Description of the task » Reproduce the data below in full, switching every occurrence of "segment" to "outline" and leaving everything else unchanged.

————

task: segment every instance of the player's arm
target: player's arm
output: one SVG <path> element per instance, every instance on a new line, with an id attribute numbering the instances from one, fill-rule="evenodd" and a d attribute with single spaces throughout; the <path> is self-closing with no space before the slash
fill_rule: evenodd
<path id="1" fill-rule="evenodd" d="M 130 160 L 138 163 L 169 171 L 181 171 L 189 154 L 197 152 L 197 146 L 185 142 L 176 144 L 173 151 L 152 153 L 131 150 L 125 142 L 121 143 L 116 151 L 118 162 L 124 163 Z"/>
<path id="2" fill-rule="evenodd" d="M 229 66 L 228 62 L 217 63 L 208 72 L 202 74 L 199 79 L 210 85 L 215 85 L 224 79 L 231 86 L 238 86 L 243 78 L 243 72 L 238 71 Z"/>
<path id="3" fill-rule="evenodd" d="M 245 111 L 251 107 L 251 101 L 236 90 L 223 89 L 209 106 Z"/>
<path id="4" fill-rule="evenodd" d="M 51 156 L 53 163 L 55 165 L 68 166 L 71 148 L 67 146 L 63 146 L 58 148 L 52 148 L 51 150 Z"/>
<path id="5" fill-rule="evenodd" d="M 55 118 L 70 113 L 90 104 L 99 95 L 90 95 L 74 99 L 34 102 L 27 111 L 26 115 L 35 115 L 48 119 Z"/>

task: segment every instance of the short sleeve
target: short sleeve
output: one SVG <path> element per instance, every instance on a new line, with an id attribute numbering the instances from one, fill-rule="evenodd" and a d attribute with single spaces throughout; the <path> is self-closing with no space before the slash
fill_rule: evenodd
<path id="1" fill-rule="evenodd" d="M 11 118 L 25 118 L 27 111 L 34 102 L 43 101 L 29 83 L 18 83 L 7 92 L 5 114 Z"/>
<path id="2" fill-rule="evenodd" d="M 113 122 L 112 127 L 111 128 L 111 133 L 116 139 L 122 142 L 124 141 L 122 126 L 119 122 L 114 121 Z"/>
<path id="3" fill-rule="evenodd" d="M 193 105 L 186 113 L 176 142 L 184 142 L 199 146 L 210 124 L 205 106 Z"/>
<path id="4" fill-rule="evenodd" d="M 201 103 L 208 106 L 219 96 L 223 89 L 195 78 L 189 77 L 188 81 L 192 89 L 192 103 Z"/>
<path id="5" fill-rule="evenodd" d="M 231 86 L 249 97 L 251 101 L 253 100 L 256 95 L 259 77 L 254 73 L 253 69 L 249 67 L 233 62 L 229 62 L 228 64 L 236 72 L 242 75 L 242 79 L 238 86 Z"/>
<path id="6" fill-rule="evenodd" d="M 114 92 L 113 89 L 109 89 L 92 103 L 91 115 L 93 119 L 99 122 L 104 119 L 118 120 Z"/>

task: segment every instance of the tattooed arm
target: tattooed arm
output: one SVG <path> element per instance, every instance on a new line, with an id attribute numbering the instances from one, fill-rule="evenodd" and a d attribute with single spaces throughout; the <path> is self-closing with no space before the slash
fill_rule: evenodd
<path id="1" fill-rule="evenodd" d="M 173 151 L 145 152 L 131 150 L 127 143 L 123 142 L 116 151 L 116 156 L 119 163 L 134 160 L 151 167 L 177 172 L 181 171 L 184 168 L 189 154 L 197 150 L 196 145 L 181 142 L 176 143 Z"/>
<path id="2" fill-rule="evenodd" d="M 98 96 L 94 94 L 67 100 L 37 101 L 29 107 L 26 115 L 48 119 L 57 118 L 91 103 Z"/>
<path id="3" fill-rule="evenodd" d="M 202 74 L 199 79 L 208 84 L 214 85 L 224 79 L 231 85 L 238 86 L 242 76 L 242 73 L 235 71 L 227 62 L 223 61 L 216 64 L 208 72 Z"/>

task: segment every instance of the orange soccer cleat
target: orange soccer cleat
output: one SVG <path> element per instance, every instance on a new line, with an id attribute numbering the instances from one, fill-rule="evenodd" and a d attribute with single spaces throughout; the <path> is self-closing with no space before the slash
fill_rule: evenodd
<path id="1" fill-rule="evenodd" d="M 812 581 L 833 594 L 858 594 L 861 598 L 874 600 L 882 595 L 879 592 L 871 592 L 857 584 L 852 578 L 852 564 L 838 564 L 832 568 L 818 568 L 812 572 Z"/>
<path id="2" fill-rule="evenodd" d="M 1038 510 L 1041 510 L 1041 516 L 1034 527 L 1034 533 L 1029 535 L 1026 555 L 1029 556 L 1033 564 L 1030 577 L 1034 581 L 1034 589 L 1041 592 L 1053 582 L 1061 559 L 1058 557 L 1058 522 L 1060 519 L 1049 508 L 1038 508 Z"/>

————

Result of this task »
task: outline every instance of the player's arm
target: player's arm
output: one SVG <path> element per instance, every instance on a new line, with an id attribute numbering the instances from one, fill-rule="evenodd" and a d attribute with single spaces throughout; the <path> is self-closing with no space before the slash
fill_rule: evenodd
<path id="1" fill-rule="evenodd" d="M 130 160 L 138 163 L 169 171 L 181 171 L 189 154 L 197 152 L 197 146 L 185 142 L 176 144 L 173 151 L 152 153 L 131 150 L 125 142 L 121 143 L 116 151 L 118 162 L 124 163 Z"/>
<path id="2" fill-rule="evenodd" d="M 229 66 L 228 62 L 217 63 L 208 72 L 202 74 L 199 79 L 210 85 L 215 85 L 224 79 L 231 86 L 238 86 L 243 78 L 243 72 L 238 71 Z"/>
<path id="3" fill-rule="evenodd" d="M 245 111 L 251 107 L 251 101 L 236 90 L 223 89 L 209 106 Z"/>
<path id="4" fill-rule="evenodd" d="M 51 156 L 53 163 L 55 165 L 68 166 L 71 148 L 67 146 L 63 146 L 58 148 L 52 148 L 51 150 Z"/>
<path id="5" fill-rule="evenodd" d="M 55 118 L 70 113 L 90 104 L 99 95 L 90 95 L 74 99 L 34 102 L 27 111 L 26 115 L 35 115 L 48 119 Z"/>

task: outline every instance of the short sleeve
target: short sleeve
output: one SVG <path> element per instance, every instance on a new line, with an id attribute numbering the instances from one, fill-rule="evenodd" and a d attribute with single spaces throughout; the <path> is self-closing with no space before the slash
fill_rule: evenodd
<path id="1" fill-rule="evenodd" d="M 11 118 L 25 118 L 27 111 L 34 102 L 43 101 L 29 83 L 18 83 L 7 92 L 5 114 Z"/>
<path id="2" fill-rule="evenodd" d="M 113 122 L 112 127 L 111 128 L 111 133 L 116 139 L 122 142 L 124 141 L 122 126 L 119 122 L 114 121 Z"/>
<path id="3" fill-rule="evenodd" d="M 193 105 L 186 113 L 176 142 L 184 142 L 199 146 L 210 124 L 205 106 Z"/>
<path id="4" fill-rule="evenodd" d="M 201 103 L 208 106 L 219 96 L 223 89 L 195 78 L 189 77 L 188 81 L 192 89 L 192 103 Z"/>
<path id="5" fill-rule="evenodd" d="M 231 86 L 249 97 L 251 101 L 253 100 L 256 95 L 259 77 L 254 73 L 253 69 L 249 67 L 233 62 L 229 62 L 228 64 L 236 72 L 242 75 L 242 79 L 238 86 Z"/>
<path id="6" fill-rule="evenodd" d="M 114 92 L 113 89 L 109 89 L 92 103 L 91 115 L 93 119 L 99 122 L 104 119 L 118 120 Z"/>

task: outline every instance of the tattooed arm
target: tattooed arm
output: one SVG <path> element per instance, every instance on a new line, with an id attribute numbering the instances from one, fill-rule="evenodd" and a d attribute with single spaces throughout; the <path> is self-closing with no space before the slash
fill_rule: evenodd
<path id="1" fill-rule="evenodd" d="M 173 151 L 145 152 L 131 150 L 127 143 L 123 142 L 116 151 L 116 156 L 119 163 L 134 160 L 151 167 L 177 172 L 181 171 L 184 168 L 189 154 L 197 150 L 196 145 L 181 142 L 176 143 Z"/>
<path id="2" fill-rule="evenodd" d="M 98 96 L 94 94 L 67 100 L 37 101 L 29 107 L 26 115 L 48 119 L 57 118 L 91 103 Z"/>
<path id="3" fill-rule="evenodd" d="M 202 74 L 199 79 L 208 84 L 214 85 L 224 79 L 231 85 L 238 86 L 242 76 L 242 73 L 235 71 L 227 62 L 223 61 L 216 64 L 208 72 Z"/>

task: outline every instance of the orange soccer cleat
target: orange soccer cleat
output: one SVG <path> element per instance, every instance on a new line, with an id attribute numbering the instances from one, fill-rule="evenodd" and a d attribute with single spaces throughout; the <path> is self-closing with no space before the slash
fill_rule: evenodd
<path id="1" fill-rule="evenodd" d="M 812 581 L 833 594 L 858 594 L 861 598 L 874 600 L 882 595 L 879 592 L 871 592 L 857 584 L 852 578 L 852 564 L 838 564 L 832 568 L 818 568 L 812 572 Z"/>
<path id="2" fill-rule="evenodd" d="M 1038 510 L 1041 510 L 1041 516 L 1034 527 L 1034 533 L 1029 535 L 1026 555 L 1029 556 L 1033 564 L 1030 577 L 1034 581 L 1034 589 L 1041 592 L 1053 582 L 1061 559 L 1058 557 L 1058 522 L 1060 519 L 1049 508 L 1038 508 Z"/>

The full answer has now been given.